Estratto
= = =
Il problema della costanza percettiva.

Il problema della costanza percettiva nasce dal rilievo che l’identità, la grandezza e la forma d'un oggetto possono rimanere invariate anche quando la proiezione retinica dello stesso oggetto varia di grandezza e forma al variare dei rapporti spaziali fra oggetto fisico e osservatore. Insomma, attribuiamo caratteristiche permanenti ad oggetti variabili.

a La costanza degli oggetti: è data dall’invariabilità dei rapporti tra gli elementi di rilievo che abbiamo nel complesso della situazione stimolante.

b La costanza di grandezza: dipende dal rapporto tra la grandezza reale dell’immagine retinica e la distanza apparente dell’oggetto, valutata attraverso gli indizi di profondità. ("Legge di Emmert"; esperienza della "camera distorta")

c La costanza di forma: dipende dal rapporto tra la forma dell’immagine retinica e l’inclinazione apparente dell’oggetto, percepibile utilizzando gli indizi che lo rivelano.

La psicologia strutturalista considera il fenomeno della costanza percettiva un processo spontaneo di autoregolazione, mentre la psicologia che ammette il riferimento all’esperienza lo considera un processo integrativo di adattamento ad una realtà che fa comodo stabilizzare.


Il problema della percezione dello spazio o della distanza.


Per "percezione dello spazio" si intende "la percezione delle caratteristiche geometriche e spaziali dei singoli oggetti (loro grandezza, volume, orientamento…) oltre a quella della distanza tra oggetto e soggetto che osserva, e tra i vari oggetti stessi".

La percezione dello spazio pone il problema di come sia possibile vedere in modo tridimensionale, quindi valutando distanza e profondità, a partire dalla proiezione retinica che, essendo su una superficie, è a due dimensioni. Ebbene, i fattori che intervengono sono i seguenti:

a indizi fisiologici (la visione stereoscopica). La visione stereoscopica rende possibile apprezzare distanza e profondità attraverso la convergenza degli occhi (per cui più è vicino il punto d’osservazione, maggiore è la convergenza necessaria) e la disparità delle immagini retiniche (per cui l’occhio sinistro non coglie, per effetto della sua distanza dal destro, la stessa immagine). La combinazione di questi due fattori fisiologici non sarebbe sufficiente se non intervenissero gl'indizi psicologici che, nella visione monoculare, consentono di apprezzare distanza e profondità in assenza dei meccanismi della visione binoculare.
= = =
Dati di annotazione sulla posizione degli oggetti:

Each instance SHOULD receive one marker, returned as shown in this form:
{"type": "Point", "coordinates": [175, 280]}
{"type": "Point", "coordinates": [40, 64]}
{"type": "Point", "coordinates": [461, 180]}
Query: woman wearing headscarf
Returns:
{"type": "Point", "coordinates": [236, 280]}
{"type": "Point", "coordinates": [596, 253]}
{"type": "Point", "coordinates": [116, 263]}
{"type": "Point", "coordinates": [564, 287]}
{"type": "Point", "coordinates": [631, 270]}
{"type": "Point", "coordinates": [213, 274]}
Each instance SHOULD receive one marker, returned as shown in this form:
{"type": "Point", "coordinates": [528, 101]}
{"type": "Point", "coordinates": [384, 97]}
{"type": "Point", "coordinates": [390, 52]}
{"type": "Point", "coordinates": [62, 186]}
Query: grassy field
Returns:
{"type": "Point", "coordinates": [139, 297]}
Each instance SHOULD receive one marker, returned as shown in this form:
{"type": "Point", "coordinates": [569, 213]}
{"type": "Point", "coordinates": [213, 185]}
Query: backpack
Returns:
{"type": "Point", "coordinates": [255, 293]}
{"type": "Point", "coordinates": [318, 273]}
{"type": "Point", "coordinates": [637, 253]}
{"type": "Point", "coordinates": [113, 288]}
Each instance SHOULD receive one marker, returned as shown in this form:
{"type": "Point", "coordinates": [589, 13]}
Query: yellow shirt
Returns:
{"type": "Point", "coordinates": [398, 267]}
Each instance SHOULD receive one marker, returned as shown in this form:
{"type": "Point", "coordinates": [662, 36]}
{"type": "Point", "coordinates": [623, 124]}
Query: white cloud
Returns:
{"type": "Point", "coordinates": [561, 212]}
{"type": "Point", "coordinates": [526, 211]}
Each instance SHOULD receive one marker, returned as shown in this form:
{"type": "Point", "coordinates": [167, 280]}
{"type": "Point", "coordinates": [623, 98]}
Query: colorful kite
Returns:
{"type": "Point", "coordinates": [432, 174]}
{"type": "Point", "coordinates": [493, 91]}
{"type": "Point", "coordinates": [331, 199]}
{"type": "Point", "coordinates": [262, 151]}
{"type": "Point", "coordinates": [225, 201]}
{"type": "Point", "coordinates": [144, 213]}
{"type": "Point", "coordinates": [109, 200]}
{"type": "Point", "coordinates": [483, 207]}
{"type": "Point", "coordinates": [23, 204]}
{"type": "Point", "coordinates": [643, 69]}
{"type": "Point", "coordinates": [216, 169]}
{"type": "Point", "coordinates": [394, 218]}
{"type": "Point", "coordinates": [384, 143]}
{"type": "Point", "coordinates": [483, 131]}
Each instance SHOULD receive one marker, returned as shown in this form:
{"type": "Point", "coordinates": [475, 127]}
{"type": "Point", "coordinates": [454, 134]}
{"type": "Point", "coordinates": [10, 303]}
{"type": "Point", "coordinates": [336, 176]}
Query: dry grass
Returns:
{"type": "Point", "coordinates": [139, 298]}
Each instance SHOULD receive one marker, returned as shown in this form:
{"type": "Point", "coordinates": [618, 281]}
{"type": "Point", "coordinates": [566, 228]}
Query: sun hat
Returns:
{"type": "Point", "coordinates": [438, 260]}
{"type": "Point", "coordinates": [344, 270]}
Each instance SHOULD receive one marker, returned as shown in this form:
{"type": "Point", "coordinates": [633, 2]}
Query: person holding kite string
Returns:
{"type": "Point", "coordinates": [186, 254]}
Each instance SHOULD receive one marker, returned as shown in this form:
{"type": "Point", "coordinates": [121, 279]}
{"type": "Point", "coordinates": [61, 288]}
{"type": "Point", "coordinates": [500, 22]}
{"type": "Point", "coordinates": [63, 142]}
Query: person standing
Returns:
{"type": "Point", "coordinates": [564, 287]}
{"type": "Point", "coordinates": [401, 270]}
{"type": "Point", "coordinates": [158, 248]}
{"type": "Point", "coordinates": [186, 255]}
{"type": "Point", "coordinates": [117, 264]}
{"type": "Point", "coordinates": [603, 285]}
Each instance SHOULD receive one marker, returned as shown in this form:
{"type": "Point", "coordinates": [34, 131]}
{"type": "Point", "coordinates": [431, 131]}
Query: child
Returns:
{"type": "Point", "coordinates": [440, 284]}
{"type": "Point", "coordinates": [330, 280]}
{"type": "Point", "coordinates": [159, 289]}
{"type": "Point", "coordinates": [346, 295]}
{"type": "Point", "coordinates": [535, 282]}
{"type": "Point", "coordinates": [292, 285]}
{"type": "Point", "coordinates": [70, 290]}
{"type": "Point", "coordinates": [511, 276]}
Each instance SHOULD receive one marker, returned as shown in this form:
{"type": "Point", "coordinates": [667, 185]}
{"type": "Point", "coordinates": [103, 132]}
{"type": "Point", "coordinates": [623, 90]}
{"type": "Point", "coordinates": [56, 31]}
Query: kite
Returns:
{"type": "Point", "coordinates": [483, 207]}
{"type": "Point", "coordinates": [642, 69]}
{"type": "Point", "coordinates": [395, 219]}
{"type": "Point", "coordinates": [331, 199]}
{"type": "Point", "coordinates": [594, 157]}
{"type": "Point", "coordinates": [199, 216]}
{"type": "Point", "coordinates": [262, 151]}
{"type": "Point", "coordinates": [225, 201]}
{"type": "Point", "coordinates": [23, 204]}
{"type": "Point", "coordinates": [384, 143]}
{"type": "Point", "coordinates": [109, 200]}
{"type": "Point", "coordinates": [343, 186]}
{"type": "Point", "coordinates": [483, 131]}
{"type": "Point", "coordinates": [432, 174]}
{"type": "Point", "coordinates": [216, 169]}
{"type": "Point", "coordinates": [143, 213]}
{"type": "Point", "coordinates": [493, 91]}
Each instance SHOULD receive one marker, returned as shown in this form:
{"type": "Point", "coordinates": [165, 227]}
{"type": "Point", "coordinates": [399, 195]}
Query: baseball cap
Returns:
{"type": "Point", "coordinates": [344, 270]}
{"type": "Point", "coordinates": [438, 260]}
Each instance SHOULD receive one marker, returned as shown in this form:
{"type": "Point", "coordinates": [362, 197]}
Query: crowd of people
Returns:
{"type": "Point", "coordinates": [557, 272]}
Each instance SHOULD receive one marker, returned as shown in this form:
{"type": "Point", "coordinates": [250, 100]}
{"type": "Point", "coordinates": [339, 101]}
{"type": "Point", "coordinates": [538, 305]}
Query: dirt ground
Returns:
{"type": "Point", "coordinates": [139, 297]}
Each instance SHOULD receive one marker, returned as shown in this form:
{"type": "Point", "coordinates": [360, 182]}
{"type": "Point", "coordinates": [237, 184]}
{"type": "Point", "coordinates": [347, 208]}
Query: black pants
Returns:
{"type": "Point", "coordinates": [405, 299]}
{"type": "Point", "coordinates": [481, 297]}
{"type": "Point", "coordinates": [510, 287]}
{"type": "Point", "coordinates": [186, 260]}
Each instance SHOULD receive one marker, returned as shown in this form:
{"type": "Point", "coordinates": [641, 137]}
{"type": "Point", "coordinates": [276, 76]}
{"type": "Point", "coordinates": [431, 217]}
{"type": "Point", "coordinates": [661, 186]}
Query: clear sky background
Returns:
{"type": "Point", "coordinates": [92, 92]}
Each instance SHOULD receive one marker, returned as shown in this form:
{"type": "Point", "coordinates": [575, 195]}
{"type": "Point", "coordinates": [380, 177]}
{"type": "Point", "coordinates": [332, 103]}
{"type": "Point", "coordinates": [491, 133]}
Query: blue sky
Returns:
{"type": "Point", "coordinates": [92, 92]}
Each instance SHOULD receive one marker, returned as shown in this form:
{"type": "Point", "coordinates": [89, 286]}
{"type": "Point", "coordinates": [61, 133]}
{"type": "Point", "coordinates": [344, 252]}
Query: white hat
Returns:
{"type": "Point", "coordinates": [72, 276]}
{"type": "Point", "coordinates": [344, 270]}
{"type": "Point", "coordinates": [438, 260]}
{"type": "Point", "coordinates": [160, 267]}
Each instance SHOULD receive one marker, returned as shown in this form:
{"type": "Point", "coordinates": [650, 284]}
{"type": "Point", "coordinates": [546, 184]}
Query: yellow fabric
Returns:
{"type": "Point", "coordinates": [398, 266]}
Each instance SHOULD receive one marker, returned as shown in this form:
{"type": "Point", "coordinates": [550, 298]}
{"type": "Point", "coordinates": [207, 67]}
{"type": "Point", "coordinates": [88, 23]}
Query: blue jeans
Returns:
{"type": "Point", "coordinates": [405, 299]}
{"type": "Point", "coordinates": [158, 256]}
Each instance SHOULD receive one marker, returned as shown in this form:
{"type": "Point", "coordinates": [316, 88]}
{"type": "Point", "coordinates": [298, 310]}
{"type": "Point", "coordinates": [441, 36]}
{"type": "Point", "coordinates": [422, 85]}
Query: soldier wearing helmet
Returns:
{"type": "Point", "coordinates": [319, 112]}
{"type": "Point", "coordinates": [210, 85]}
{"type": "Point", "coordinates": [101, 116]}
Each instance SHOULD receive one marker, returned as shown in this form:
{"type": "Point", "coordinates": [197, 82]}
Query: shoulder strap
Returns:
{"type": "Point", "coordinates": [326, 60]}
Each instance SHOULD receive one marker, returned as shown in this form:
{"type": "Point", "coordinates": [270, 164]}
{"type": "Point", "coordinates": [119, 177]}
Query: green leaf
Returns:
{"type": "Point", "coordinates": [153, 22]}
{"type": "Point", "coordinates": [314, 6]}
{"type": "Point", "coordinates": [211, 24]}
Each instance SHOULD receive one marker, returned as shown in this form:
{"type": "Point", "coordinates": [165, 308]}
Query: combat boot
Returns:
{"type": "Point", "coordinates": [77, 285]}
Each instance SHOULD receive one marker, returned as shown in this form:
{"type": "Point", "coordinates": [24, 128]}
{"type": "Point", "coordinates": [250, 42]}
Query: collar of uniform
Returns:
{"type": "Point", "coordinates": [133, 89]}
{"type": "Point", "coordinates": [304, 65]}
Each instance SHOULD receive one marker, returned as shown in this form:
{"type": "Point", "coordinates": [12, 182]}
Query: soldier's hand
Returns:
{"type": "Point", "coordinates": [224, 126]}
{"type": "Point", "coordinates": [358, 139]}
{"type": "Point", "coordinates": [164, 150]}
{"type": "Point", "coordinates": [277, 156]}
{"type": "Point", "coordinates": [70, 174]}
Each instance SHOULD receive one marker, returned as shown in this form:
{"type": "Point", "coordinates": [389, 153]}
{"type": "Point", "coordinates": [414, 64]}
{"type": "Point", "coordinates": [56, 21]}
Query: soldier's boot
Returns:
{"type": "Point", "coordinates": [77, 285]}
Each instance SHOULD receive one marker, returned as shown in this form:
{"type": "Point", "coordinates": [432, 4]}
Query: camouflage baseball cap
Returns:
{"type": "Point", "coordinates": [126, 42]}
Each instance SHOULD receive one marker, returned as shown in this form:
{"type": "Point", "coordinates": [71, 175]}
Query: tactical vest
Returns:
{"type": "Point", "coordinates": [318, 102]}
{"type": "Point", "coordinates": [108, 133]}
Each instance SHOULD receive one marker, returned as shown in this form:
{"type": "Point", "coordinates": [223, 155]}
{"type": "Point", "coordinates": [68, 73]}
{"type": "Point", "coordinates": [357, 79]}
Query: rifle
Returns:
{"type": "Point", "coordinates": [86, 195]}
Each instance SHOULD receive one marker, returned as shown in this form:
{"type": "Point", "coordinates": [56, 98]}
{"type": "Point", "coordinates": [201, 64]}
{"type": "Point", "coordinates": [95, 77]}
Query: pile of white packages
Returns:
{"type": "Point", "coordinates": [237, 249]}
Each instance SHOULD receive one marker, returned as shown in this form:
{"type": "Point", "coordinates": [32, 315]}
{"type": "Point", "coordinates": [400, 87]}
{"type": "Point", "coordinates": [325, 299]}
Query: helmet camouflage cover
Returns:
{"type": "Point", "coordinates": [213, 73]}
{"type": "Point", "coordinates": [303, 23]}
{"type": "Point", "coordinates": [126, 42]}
= = =
Compiti dell'esercizio
1. Trascrivi senza modifiche, dal brano sulla percezione, il tratto che va da "a La costanza" fino a "della situazione stimolante.".
2. Elenca tutti i tipi di costanza percettiva che il brano sulla percezione distingue.
3. Secondo il brano sulla percezione, come considera la psicologia strutturalista il fenomeno della costanza percettiva?
I record provengono da un'altra fonte.

Soluzioni
1.
a La costanza degli oggetti: è data dall’invariabilità dei rapporti tra gli elementi di rilievo che abbiamo nel complesso della situazione stimolante.

2. La costanza degli oggetti, la costanza di grandezza e la costanza di forma.

3. Come un processo spontaneo di autoregolazione.